##### Data supplied

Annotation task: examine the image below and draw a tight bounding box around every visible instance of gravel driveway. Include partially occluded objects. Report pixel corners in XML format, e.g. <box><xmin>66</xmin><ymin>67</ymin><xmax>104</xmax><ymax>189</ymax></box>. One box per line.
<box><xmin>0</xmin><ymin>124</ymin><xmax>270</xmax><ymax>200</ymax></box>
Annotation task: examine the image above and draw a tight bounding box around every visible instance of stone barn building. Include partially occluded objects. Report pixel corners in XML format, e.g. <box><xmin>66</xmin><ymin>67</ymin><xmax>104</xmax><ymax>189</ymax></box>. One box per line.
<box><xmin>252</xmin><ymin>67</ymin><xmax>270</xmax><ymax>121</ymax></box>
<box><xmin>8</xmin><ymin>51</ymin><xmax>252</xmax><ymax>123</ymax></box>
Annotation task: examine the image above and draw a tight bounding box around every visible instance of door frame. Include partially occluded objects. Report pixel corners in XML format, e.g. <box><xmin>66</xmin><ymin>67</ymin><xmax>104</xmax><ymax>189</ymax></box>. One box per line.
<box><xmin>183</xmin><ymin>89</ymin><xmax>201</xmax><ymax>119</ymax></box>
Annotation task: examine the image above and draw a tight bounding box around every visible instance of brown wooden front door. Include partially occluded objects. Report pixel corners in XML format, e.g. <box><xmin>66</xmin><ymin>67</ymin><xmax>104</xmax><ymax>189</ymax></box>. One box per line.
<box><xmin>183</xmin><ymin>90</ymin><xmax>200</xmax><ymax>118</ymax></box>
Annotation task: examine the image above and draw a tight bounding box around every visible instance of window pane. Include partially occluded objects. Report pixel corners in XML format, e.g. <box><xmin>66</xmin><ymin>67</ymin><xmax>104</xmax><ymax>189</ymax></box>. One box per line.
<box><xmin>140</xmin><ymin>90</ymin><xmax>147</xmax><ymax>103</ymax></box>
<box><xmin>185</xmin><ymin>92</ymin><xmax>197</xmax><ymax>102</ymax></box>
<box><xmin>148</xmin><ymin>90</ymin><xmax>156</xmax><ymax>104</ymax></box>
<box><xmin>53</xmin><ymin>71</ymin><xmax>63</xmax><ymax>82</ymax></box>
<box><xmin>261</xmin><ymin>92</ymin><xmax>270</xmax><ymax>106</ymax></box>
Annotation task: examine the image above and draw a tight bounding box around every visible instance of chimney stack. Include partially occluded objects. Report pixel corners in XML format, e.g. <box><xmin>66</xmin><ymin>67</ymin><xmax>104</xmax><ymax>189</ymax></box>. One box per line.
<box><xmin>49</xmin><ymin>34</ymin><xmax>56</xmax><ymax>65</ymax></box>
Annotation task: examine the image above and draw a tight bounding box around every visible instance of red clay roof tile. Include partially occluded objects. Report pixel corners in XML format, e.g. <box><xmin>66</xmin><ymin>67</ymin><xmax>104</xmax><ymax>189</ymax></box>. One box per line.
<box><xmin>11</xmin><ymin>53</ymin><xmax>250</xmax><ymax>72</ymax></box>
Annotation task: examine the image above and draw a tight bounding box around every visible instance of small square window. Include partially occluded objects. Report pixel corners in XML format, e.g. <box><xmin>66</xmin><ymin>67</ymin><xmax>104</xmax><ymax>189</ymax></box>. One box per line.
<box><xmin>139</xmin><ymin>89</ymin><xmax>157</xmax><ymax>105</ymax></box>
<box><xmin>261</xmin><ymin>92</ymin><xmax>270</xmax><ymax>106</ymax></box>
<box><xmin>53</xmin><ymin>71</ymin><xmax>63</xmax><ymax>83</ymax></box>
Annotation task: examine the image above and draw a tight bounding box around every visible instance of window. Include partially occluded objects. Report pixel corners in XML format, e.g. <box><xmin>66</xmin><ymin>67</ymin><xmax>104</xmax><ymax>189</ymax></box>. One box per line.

##########

Problem requirements | Can you format all of the entries above as a numbered list, dropping any blank lines?

Response |
1. Annotation task: examine the image below and draw a tight bounding box around every visible instance of gravel driveway. Include partially occluded objects. Report pixel corners in XML format, e.g. <box><xmin>66</xmin><ymin>67</ymin><xmax>104</xmax><ymax>189</ymax></box>. One box per line.
2. <box><xmin>0</xmin><ymin>124</ymin><xmax>270</xmax><ymax>200</ymax></box>
3. Annotation task: examine the image above and draw a tight bounding box around every visible instance of stone barn building. Include partially occluded objects. Report pixel corners in XML format, e.g. <box><xmin>66</xmin><ymin>67</ymin><xmax>104</xmax><ymax>189</ymax></box>. One box per line.
4. <box><xmin>252</xmin><ymin>67</ymin><xmax>270</xmax><ymax>121</ymax></box>
5. <box><xmin>8</xmin><ymin>51</ymin><xmax>252</xmax><ymax>123</ymax></box>
6. Annotation task: examine the image above and draw a tight bounding box around every visible instance of door frame. Include partially occluded objects. Report pixel corners in XML format, e.g. <box><xmin>66</xmin><ymin>67</ymin><xmax>104</xmax><ymax>189</ymax></box>. One box per line.
7. <box><xmin>183</xmin><ymin>89</ymin><xmax>201</xmax><ymax>119</ymax></box>
8. Annotation task: examine the image above and draw a tight bounding box around every visible instance of brown wooden front door. Include partially occluded objects. Report pixel corners in XML format, e.g. <box><xmin>66</xmin><ymin>67</ymin><xmax>104</xmax><ymax>189</ymax></box>. One box per line.
9. <box><xmin>183</xmin><ymin>90</ymin><xmax>200</xmax><ymax>118</ymax></box>
10. Annotation task: examine the image above and draw a tight bounding box around every visible instance of window pane. Include partially occluded objects. Report pixel corners in XML format, e.g. <box><xmin>66</xmin><ymin>67</ymin><xmax>104</xmax><ymax>189</ymax></box>. One box per line.
11. <box><xmin>140</xmin><ymin>90</ymin><xmax>147</xmax><ymax>103</ymax></box>
12. <box><xmin>185</xmin><ymin>92</ymin><xmax>197</xmax><ymax>102</ymax></box>
13. <box><xmin>148</xmin><ymin>90</ymin><xmax>156</xmax><ymax>104</ymax></box>
14. <box><xmin>53</xmin><ymin>71</ymin><xmax>63</xmax><ymax>82</ymax></box>
15. <box><xmin>261</xmin><ymin>92</ymin><xmax>270</xmax><ymax>106</ymax></box>
16. Annotation task: examine the image above and draw a tight bounding box around every visible instance of chimney stack. Include partially occluded objects. Report pixel corners in XML format, e.g. <box><xmin>66</xmin><ymin>67</ymin><xmax>104</xmax><ymax>189</ymax></box>. One box per line.
17. <box><xmin>49</xmin><ymin>34</ymin><xmax>56</xmax><ymax>65</ymax></box>
18. Annotation task: examine the image above and draw a tight bounding box around every visible instance of red clay roof tile. Include partially occluded objects. Report pixel corners in XML format, e.g. <box><xmin>66</xmin><ymin>67</ymin><xmax>104</xmax><ymax>189</ymax></box>. One box per line.
19. <box><xmin>11</xmin><ymin>53</ymin><xmax>250</xmax><ymax>72</ymax></box>
20. Annotation task: examine the image above and draw a tight bounding box around every visible instance of small square window. Include partially occluded objects. Report pixel corners in XML format, e.g. <box><xmin>66</xmin><ymin>67</ymin><xmax>104</xmax><ymax>189</ymax></box>. One box per line.
21. <box><xmin>139</xmin><ymin>89</ymin><xmax>157</xmax><ymax>105</ymax></box>
22. <box><xmin>261</xmin><ymin>92</ymin><xmax>270</xmax><ymax>106</ymax></box>
23. <box><xmin>53</xmin><ymin>71</ymin><xmax>63</xmax><ymax>83</ymax></box>
24. Annotation task: examine the image above and draw a tight bounding box around every visible instance of window. Include partially occluded objects. Report pixel corners in XML format, e.g. <box><xmin>66</xmin><ymin>67</ymin><xmax>104</xmax><ymax>189</ymax></box>. One box per line.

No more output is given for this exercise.